**WHAT TO DO:** Please give the listing again in its entirety, exactly as written.

**EXTRACTED RECORDS:**
┄┄┄┄┄┄┄┄┄┄┄┄┄┄┄┄┄┄┄┄

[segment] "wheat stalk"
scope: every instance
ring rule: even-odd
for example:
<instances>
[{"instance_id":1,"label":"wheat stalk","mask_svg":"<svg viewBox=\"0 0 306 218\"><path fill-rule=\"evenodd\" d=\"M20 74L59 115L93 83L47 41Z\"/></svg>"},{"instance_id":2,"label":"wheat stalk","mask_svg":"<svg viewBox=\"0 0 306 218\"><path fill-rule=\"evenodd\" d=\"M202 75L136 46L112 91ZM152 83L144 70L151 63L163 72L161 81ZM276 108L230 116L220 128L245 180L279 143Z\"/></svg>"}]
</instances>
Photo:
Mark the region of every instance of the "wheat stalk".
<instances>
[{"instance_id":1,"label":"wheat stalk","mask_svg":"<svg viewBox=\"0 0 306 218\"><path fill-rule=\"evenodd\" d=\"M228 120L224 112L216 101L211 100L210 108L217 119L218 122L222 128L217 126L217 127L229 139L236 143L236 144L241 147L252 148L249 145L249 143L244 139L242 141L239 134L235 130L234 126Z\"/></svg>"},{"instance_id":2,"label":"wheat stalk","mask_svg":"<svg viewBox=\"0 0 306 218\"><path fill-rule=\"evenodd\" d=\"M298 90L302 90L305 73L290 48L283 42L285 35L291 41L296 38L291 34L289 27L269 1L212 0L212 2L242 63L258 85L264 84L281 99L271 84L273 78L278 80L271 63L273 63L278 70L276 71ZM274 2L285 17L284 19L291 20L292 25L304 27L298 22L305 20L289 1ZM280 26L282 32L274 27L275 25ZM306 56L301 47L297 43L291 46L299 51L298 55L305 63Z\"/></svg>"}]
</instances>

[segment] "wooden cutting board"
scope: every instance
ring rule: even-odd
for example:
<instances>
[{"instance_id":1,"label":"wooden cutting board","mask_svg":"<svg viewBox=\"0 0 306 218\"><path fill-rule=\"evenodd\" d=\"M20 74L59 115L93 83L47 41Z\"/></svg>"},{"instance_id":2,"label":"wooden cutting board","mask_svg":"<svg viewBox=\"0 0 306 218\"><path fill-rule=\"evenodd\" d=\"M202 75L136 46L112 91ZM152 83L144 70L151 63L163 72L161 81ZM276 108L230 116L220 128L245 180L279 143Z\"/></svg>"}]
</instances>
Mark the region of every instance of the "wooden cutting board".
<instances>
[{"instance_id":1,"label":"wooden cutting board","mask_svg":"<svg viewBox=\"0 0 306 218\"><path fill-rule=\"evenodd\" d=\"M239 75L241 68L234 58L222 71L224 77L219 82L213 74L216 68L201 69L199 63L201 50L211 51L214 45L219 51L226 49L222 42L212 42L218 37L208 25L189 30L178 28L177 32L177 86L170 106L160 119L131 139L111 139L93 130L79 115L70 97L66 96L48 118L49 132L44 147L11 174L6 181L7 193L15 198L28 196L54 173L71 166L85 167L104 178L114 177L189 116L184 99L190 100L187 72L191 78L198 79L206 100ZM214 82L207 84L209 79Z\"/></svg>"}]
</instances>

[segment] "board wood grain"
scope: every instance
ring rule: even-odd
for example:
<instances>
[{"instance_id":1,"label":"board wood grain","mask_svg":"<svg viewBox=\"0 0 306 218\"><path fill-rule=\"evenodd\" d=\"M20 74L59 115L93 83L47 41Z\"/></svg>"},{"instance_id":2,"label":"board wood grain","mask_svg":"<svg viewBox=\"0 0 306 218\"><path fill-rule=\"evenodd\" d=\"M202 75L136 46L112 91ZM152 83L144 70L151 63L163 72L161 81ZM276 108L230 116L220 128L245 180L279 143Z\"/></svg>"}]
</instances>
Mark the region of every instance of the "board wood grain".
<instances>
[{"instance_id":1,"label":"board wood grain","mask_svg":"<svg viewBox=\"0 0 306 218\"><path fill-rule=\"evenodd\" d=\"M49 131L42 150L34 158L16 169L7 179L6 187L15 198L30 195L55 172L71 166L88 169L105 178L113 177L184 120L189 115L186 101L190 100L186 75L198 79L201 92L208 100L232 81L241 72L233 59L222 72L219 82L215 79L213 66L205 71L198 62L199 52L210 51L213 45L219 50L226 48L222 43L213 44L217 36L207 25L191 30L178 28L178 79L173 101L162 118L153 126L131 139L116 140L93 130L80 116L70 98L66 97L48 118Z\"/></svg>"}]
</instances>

┄┄┄┄┄┄┄┄┄┄┄┄┄┄┄┄┄┄┄┄

**EXPECTED ANSWER:**
[segment] "wheat stalk"
scope: every instance
ring rule: even-odd
for example:
<instances>
[{"instance_id":1,"label":"wheat stalk","mask_svg":"<svg viewBox=\"0 0 306 218\"><path fill-rule=\"evenodd\" d=\"M20 74L59 115L93 83L47 41Z\"/></svg>"},{"instance_id":2,"label":"wheat stalk","mask_svg":"<svg viewBox=\"0 0 306 218\"><path fill-rule=\"evenodd\" d=\"M202 75L136 46L112 91ZM152 83L144 70L151 63L163 72L161 81ZM276 108L230 116L220 128L245 180L279 143Z\"/></svg>"}]
</instances>
Photo:
Mark the region of every instance of the "wheat stalk".
<instances>
[{"instance_id":1,"label":"wheat stalk","mask_svg":"<svg viewBox=\"0 0 306 218\"><path fill-rule=\"evenodd\" d=\"M228 120L224 112L216 101L211 100L210 108L217 119L218 122L222 128L217 126L217 127L229 139L236 143L236 144L241 147L252 148L249 145L249 143L244 139L242 141L239 134L235 130L234 126Z\"/></svg>"},{"instance_id":2,"label":"wheat stalk","mask_svg":"<svg viewBox=\"0 0 306 218\"><path fill-rule=\"evenodd\" d=\"M298 90L302 90L305 73L290 48L283 42L285 35L291 41L296 38L291 34L289 27L269 1L212 0L212 2L242 63L258 85L264 84L281 99L271 84L273 78L278 80L271 63L273 63L278 70L276 71ZM274 2L285 17L284 19L291 20L292 25L304 27L298 22L305 20L289 1ZM280 26L282 32L274 27L275 25ZM306 56L301 47L297 43L291 46L299 51L298 55L305 63Z\"/></svg>"}]
</instances>

[segment] "wooden cutting board"
scope: every instance
ring rule: even-odd
for example:
<instances>
[{"instance_id":1,"label":"wooden cutting board","mask_svg":"<svg viewBox=\"0 0 306 218\"><path fill-rule=\"evenodd\" d=\"M20 74L59 115L93 83L47 41Z\"/></svg>"},{"instance_id":2,"label":"wooden cutting board","mask_svg":"<svg viewBox=\"0 0 306 218\"><path fill-rule=\"evenodd\" d=\"M202 75L136 46L112 91ZM152 83L144 70L151 63L163 72L161 81ZM276 108L230 116L220 128L245 180L279 143Z\"/></svg>"}]
</instances>
Mark the region of every instance of the "wooden cutting board".
<instances>
[{"instance_id":1,"label":"wooden cutting board","mask_svg":"<svg viewBox=\"0 0 306 218\"><path fill-rule=\"evenodd\" d=\"M239 75L241 68L234 58L222 71L224 77L219 82L213 74L216 68L201 69L199 63L201 50L211 51L214 45L219 51L226 49L222 42L212 42L218 37L208 25L189 30L178 28L177 32L177 86L170 106L160 119L131 139L111 139L93 130L79 115L70 97L66 96L48 118L49 132L44 147L11 174L6 181L7 193L15 198L28 196L54 173L71 166L85 167L104 178L114 177L189 116L184 99L190 100L187 72L191 78L198 79L206 100ZM214 82L207 84L209 79Z\"/></svg>"}]
</instances>

[segment] "board wood grain"
scope: every instance
ring rule: even-odd
for example:
<instances>
[{"instance_id":1,"label":"board wood grain","mask_svg":"<svg viewBox=\"0 0 306 218\"><path fill-rule=\"evenodd\" d=\"M20 74L59 115L93 83L47 41Z\"/></svg>"},{"instance_id":2,"label":"board wood grain","mask_svg":"<svg viewBox=\"0 0 306 218\"><path fill-rule=\"evenodd\" d=\"M202 75L136 46L112 91ZM152 83L144 70L151 63L163 72L161 81ZM276 108L230 116L220 128L245 180L279 143Z\"/></svg>"}]
</instances>
Mark the region of every instance of the "board wood grain".
<instances>
[{"instance_id":1,"label":"board wood grain","mask_svg":"<svg viewBox=\"0 0 306 218\"><path fill-rule=\"evenodd\" d=\"M49 131L42 150L34 158L16 169L7 179L6 187L15 198L30 195L55 172L71 166L88 169L105 178L113 177L184 120L189 115L186 101L190 100L186 75L198 79L201 92L208 100L232 81L241 72L233 59L222 72L219 82L215 79L213 66L205 71L198 62L199 52L210 51L213 45L219 50L226 48L222 43L213 44L217 36L207 25L191 30L178 28L178 79L173 101L162 118L153 126L131 139L116 140L93 130L80 116L70 98L66 97L48 118Z\"/></svg>"}]
</instances>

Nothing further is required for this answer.